__Document passage__.
Iwo Jima Redux: Another China-Japan War Would Resemble World War II
There are lessons to be learned from the Pacific War, says Yoshiaki Nakagawa, a retired lieutenant general the Japanese Self Defense Force
Here's What You Need To Remember: It is true that Japan forced the United States to commit huge ground, air, and naval resources to bloody assaults on islands like Tarawa and Iwo Jima. But Japan's original strategy in 1941 had been to create a defensive system of island outposts and airbases, which would tie down U.S. forces while the Japanese fleet and long-range bombers rushed to the scene to destroy the invaders. That strategy failed.
Iwo Jima was one of the bloodiest battles of the Pacific War. The assault by U.S. Marines in February 1945 on the small island—just eight square miles of volcanic rock—cost the United States more than 25,000 casualties. The Japanese garrison, more than 20,000 strong, fought and died virtually to the last man.
Is this a guide for how Japan can stop China?

__Extracted information__.
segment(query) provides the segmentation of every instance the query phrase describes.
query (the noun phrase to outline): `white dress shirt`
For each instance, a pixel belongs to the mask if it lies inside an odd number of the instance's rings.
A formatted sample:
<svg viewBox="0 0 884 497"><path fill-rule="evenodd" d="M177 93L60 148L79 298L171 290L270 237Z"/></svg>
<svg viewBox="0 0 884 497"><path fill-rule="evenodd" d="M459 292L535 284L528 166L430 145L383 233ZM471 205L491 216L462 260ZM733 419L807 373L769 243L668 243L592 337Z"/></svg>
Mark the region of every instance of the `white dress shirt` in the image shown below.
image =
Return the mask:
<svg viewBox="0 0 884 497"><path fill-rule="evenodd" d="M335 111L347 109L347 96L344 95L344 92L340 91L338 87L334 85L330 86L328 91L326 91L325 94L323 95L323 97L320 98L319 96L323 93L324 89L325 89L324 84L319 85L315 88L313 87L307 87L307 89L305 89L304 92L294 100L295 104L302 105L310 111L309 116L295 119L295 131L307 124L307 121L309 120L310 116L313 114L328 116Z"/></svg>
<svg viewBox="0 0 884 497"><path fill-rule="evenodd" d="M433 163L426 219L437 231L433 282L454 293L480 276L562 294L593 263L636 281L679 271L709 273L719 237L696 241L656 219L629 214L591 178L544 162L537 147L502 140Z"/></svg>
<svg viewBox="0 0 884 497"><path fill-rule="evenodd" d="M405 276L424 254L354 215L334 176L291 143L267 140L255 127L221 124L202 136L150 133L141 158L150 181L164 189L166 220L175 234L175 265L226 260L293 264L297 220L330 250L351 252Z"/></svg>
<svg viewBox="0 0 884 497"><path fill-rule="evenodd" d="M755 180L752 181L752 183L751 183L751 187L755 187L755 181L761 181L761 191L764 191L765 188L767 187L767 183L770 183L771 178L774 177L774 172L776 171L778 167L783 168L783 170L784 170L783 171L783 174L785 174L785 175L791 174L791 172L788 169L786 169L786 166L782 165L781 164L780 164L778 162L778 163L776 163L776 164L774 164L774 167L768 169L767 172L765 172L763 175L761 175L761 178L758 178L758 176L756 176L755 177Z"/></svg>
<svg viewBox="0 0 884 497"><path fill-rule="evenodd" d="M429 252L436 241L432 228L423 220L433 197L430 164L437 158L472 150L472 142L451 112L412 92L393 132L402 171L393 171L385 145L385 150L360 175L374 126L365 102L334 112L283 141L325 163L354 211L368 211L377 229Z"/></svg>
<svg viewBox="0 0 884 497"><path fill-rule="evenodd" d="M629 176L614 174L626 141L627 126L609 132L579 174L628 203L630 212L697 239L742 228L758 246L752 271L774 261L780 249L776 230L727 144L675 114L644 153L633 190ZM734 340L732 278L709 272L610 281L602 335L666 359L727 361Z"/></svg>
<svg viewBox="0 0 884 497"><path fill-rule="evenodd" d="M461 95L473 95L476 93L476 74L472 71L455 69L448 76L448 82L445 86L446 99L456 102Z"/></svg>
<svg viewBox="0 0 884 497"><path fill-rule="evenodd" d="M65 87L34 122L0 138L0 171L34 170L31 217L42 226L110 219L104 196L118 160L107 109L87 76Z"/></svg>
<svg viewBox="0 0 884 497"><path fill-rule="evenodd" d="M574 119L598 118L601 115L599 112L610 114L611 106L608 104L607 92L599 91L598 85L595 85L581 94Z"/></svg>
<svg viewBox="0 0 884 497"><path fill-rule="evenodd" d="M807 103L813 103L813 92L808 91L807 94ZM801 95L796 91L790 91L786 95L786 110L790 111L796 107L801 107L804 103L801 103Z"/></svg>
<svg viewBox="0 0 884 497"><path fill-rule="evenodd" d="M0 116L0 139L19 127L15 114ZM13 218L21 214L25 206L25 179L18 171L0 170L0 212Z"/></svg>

__Instructions__.
1. Quote the entire article on Iwo Jima and a possible China-Japan war word for word.
2. Print the entries from their first line through the line containing "93L60 148L79 298L171", unchanged.
The article and the entries are unrelated to each other.

__The results__.
1.
Iwo Jima Redux: Another China-Japan War Would Resemble World War II
There are lessons to be learned from the Pacific War, says Yoshiaki Nakagawa, a retired lieutenant general the Japanese Self Defense Force
Here's What You Need To Remember: It is true that Japan forced the United States to commit huge ground, air, and naval resources to bloody assaults on islands like Tarawa and Iwo Jima. But Japan's original strategy in 1941 had been to create a defensive system of island outposts and airbases, which would tie down U.S. forces while the Japanese fleet and long-range bombers rushed to the scene to destroy the invaders. That strategy failed.
Iwo Jima was one of the bloodiest battles of the Pacific War. The assault by U.S. Marines in February 1945 on the small island—just eight square miles of volcanic rock—cost the United States more than 25,000 casualties. The Japanese garrison, more than 20,000 strong, fought and died virtually to the last man.
Is this a guide for how Japan can stop China?

2.
segment(query) provides the segmentation of every instance the query phrase describes.
query (the noun phrase to outline): `white dress shirt`
For each instance, a pixel belongs to the mask if it lies inside an odd number of the instance's rings.
A formatted sample:
<svg viewBox="0 0 884 497"><path fill-rule="evenodd" d="M177 93L60 148L79 298L171 290L270 237Z"/></svg>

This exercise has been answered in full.